Goal: Keep the pictures out of the copy and print all the entries below exactly.
* START Stored records *
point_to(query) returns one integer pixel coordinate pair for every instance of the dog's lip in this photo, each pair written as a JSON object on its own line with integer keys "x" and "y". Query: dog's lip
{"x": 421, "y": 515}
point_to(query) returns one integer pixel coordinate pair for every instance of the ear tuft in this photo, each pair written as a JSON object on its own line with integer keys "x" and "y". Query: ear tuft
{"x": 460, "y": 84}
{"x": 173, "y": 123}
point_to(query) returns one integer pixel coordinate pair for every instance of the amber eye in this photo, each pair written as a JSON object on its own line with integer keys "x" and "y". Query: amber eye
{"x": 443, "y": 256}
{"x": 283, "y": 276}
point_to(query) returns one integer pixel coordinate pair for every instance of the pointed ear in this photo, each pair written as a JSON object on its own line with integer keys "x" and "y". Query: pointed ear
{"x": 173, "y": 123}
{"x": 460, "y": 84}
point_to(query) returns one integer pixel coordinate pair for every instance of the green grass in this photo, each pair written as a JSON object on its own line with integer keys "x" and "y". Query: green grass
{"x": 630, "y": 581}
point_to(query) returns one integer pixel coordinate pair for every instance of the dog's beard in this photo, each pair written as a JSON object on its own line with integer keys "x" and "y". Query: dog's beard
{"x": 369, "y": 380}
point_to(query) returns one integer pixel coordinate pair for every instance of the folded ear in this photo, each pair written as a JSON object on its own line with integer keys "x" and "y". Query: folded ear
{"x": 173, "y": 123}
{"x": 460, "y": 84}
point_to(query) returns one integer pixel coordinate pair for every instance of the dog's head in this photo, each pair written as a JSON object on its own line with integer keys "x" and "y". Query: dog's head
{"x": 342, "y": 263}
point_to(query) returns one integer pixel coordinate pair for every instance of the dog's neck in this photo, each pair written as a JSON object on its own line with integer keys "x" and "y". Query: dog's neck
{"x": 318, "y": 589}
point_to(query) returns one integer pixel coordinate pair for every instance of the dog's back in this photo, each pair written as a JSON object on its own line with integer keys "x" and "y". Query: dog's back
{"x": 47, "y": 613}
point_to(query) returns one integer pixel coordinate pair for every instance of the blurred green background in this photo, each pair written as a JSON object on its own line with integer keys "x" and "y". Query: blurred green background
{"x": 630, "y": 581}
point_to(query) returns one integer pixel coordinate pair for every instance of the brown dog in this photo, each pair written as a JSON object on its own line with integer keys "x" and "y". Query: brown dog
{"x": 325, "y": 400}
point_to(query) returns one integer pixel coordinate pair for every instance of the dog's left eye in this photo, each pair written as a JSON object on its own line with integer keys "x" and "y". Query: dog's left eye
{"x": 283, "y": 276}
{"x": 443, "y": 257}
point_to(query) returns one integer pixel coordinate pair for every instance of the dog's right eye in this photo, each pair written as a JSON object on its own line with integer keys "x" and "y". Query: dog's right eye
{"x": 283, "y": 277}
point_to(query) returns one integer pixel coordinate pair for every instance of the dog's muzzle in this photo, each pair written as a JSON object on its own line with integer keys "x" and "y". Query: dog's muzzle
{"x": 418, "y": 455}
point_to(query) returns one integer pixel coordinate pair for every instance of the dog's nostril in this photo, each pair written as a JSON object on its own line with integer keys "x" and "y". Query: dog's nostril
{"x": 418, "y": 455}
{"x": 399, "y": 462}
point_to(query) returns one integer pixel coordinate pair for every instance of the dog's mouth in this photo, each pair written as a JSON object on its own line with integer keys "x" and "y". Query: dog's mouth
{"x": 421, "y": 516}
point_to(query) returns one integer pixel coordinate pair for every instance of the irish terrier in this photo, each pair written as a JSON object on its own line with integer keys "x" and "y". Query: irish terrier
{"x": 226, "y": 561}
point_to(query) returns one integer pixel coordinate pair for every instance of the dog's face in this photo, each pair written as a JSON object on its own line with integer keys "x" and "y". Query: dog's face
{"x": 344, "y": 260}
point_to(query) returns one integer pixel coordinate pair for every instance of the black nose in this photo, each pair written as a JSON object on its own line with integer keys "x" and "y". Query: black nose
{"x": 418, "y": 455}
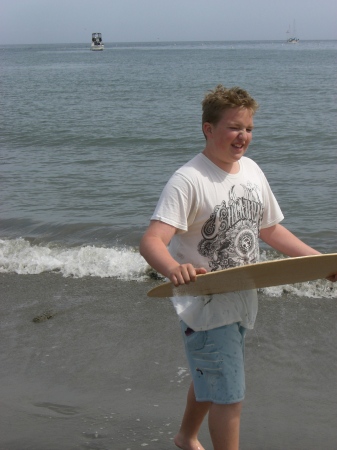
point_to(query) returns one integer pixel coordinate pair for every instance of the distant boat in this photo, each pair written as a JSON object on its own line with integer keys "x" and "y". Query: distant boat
{"x": 96, "y": 42}
{"x": 293, "y": 39}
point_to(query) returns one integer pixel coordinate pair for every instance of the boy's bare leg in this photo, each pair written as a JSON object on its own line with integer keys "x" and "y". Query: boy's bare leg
{"x": 224, "y": 426}
{"x": 195, "y": 412}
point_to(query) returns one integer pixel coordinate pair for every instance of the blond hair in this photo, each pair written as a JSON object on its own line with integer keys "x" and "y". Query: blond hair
{"x": 220, "y": 99}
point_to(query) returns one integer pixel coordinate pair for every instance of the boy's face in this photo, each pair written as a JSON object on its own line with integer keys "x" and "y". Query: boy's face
{"x": 228, "y": 140}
* END Stored records *
The response:
point_to(query) returns one integer pixel coordinate pair for every instance of the dog's lip in this photo, each pair written as a JSON object on its own line with integer keys "x" and "y". Query: dog's lip
{"x": 421, "y": 515}
point_to(query) returns one integer pixel coordinate pair for every instance of the ear tuft in this photo, each pair written as a JSON object on its own line with integer keys "x" and "y". Query: ear tuft
{"x": 460, "y": 84}
{"x": 173, "y": 123}
point_to(query) returns one integer pixel coordinate pair for every instance of the amber eye in this photo, each pair written as a JSON object on its own line with integer keys "x" and "y". Query: amber eye
{"x": 443, "y": 256}
{"x": 283, "y": 276}
point_to(query) returns one integer pixel coordinate pair for every instance of the pointed ear in this photo, each pair written as a JSON object on its own line with integer keys "x" and "y". Query: pointed ear
{"x": 173, "y": 123}
{"x": 460, "y": 84}
point_to(query) returns one integer pixel coordinate pair for every instance of the green grass in this photo, each pair written as a JSON object on its own line with integer keys "x" and "y". Query: green grass
{"x": 630, "y": 581}
point_to(query) returns one integer pixel coordinate pair for every instance of the dog's beard in this photo, each pair written as a JSON object on its own line with integer keys "x" and "y". Query: dog's beard
{"x": 369, "y": 380}
point_to(query) returns one integer pixel coordinate pair for every instance of the folded ear in this photo, each pair written as a JSON object on its own line with integer keys "x" and "y". Query: folded ear
{"x": 173, "y": 123}
{"x": 460, "y": 84}
point_to(query) returns one integer pixel coordinate pair for every instance of the dog's head in this photo, each pair written as a JSON object on its own line with integer keys "x" and "y". Query: dog's head
{"x": 342, "y": 263}
point_to(query) returns one integer pixel coordinate pair for every instance of the dog's neck in this photo, each pair written as a JSON object on its own line with integer keys "x" and "y". Query: dog's neck
{"x": 318, "y": 589}
point_to(query) returns one integer pixel coordinate pair for every instance of the dog's back in this photo, each pair written as a JSON object on its own line with integer keys "x" and "y". Query: dog's back
{"x": 47, "y": 613}
point_to(query) returns one integer pixel coordinate pair for every instance of the blurred green background in this photo, each pair written as a JSON object on its own line with integer keys "x" and "y". Query: blurred green background
{"x": 630, "y": 581}
point_to(query) returns one integer pixel coordinate pair for every instance of the brown dog in this photo, each pair written as a JSON object on its own line with integer keys "x" and "y". Query: brown dog
{"x": 325, "y": 400}
point_to(query) returns one integer pixel coordinate pair for every instance of the dog's left eye in this photo, each pair written as a JSON object on its own line with integer keys "x" and "y". Query: dog's left eye
{"x": 283, "y": 276}
{"x": 443, "y": 257}
point_to(query) returns one integer pixel coordinate pair for every instance of the dog's right eye in this photo, each pair written as a JSON object on its own line with integer keys "x" and "y". Query: dog's right eye
{"x": 283, "y": 277}
point_to(query) returns one integer pixel coordinate pair for every instance of the dog's muzzle in this photo, each pair written as a JSON object on its own line with integer keys "x" and "y". Query: dog's muzzle
{"x": 418, "y": 455}
point_to(query) returns one integer pixel coordinate pair for every instance of the dog's nostril in this photo, each pair written as a JSON object on its own line with integer keys "x" and "y". Query: dog's nostril
{"x": 418, "y": 455}
{"x": 399, "y": 462}
point_to(query) returns one integer pixel coordinate pair for every instance of the dog's mouth in this photo, each pair written as a JSON object on its own line with integer keys "x" and "y". Query: dog's mouth
{"x": 421, "y": 516}
point_to(query) returns one integer pixel coordinate pair for every instance of the irish terrier in this photo, each pair written as a JSON object on its own line with integer keys "x" and "y". Query: irish terrier
{"x": 226, "y": 561}
point_to(query) returns one integer pixel coordinate pair for every instance of the dog's face in this photo, each pair written as a JSON object on its own line with integer keys "x" and "y". Query: dog's face
{"x": 344, "y": 260}
point_to(query) returns one integer pixel coordinate pair for every instance of the black nose in this photo, each pair written as a JSON object on its own line with integer keys "x" and "y". Query: black nose
{"x": 418, "y": 455}
point_to(query) returns one integer pixel coordinate pair for every instance of the distant boat in this photo, each pair written as a JSON object on its own line with integer keys "x" and "y". Query: distant boat
{"x": 96, "y": 42}
{"x": 293, "y": 39}
point_to(query) returns one integer pixel coordinate pair for every instance of the boy's bare leg in this photo, each pair written as a JSON object on its own line with integer keys "x" and "y". Query: boy's bare leg
{"x": 224, "y": 426}
{"x": 195, "y": 412}
point_to(query) returns one integer pixel coordinate pair for every instance of the blond hair in this photo, each pair written as a JSON object on its own line with integer keys "x" and "y". Query: blond hair
{"x": 220, "y": 99}
point_to(query) returns one integer pixel coordinate pair for every instance of the boy's face in this photo, each pair written as a JSON object on its own line with integer keys "x" and "y". Query: boy's face
{"x": 228, "y": 140}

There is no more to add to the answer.